▶ [TASK DESCRIPTION]:
Could you return every one of the items below word for word, with nothing changed?

--

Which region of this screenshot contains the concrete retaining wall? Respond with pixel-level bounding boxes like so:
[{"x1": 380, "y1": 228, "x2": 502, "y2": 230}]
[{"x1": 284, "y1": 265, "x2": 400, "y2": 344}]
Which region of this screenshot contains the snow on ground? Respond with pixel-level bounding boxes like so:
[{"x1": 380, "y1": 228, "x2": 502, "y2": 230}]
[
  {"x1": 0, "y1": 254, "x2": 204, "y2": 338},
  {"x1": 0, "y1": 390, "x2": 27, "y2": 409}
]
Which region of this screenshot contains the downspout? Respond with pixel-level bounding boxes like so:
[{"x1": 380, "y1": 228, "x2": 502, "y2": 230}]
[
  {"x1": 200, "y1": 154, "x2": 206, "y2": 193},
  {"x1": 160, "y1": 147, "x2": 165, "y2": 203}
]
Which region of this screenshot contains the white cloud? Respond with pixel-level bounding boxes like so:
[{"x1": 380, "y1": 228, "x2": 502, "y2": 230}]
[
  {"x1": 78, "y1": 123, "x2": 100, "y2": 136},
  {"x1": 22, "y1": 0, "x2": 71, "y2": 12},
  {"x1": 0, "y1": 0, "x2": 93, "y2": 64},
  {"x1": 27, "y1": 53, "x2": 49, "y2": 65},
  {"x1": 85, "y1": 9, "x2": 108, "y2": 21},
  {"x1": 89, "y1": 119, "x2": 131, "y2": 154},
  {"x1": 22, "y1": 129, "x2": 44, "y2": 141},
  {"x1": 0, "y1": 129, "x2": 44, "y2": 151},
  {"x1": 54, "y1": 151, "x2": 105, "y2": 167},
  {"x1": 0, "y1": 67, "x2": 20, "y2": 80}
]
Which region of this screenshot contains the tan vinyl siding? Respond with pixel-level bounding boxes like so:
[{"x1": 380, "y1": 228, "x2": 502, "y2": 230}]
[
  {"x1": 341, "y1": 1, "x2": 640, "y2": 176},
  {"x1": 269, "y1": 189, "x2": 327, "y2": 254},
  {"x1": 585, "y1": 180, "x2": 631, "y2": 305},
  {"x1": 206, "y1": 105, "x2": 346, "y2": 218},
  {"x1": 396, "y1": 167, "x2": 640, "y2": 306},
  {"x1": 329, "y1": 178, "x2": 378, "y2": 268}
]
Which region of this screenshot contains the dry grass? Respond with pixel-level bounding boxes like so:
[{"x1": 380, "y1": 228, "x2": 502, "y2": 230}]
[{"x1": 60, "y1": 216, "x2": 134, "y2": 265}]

--

▶ [SOLUTION BELOW]:
Which region of this screenshot contains the concrete retaining wall? Respond with pixel-level bounding boxes like so:
[{"x1": 380, "y1": 228, "x2": 502, "y2": 230}]
[{"x1": 284, "y1": 265, "x2": 400, "y2": 344}]
Which region of this screenshot contains the snow on ground? Respond with pixel-level bounding boxes like so:
[{"x1": 380, "y1": 228, "x2": 502, "y2": 230}]
[
  {"x1": 0, "y1": 254, "x2": 204, "y2": 338},
  {"x1": 0, "y1": 390, "x2": 27, "y2": 409}
]
Which region of this screenshot contains the downspout? Respond with pixel-level bounding boxes like so:
[{"x1": 380, "y1": 228, "x2": 502, "y2": 230}]
[
  {"x1": 200, "y1": 154, "x2": 206, "y2": 193},
  {"x1": 160, "y1": 147, "x2": 165, "y2": 203}
]
Which region of this screenshot contains the white cloud? Respond with pixel-level bounding boxes like so:
[{"x1": 380, "y1": 228, "x2": 502, "y2": 230}]
[
  {"x1": 78, "y1": 123, "x2": 100, "y2": 136},
  {"x1": 22, "y1": 0, "x2": 71, "y2": 12},
  {"x1": 0, "y1": 0, "x2": 93, "y2": 64},
  {"x1": 27, "y1": 53, "x2": 49, "y2": 65},
  {"x1": 85, "y1": 9, "x2": 108, "y2": 21},
  {"x1": 89, "y1": 119, "x2": 131, "y2": 154},
  {"x1": 22, "y1": 129, "x2": 44, "y2": 141},
  {"x1": 0, "y1": 129, "x2": 44, "y2": 151},
  {"x1": 54, "y1": 151, "x2": 105, "y2": 167},
  {"x1": 0, "y1": 67, "x2": 20, "y2": 80}
]
Which region of this screenshot contains the tan vinyl siding? Respond with pixel-level bounding boxes like so:
[{"x1": 380, "y1": 228, "x2": 502, "y2": 230}]
[
  {"x1": 341, "y1": 1, "x2": 640, "y2": 176},
  {"x1": 269, "y1": 189, "x2": 327, "y2": 254},
  {"x1": 585, "y1": 180, "x2": 631, "y2": 305},
  {"x1": 206, "y1": 105, "x2": 346, "y2": 218},
  {"x1": 396, "y1": 167, "x2": 640, "y2": 306},
  {"x1": 329, "y1": 178, "x2": 378, "y2": 268}
]
Which region of this screenshot contains the dry grass? Respond with pixel-level bounding boxes like so:
[{"x1": 380, "y1": 228, "x2": 502, "y2": 230}]
[{"x1": 60, "y1": 216, "x2": 134, "y2": 265}]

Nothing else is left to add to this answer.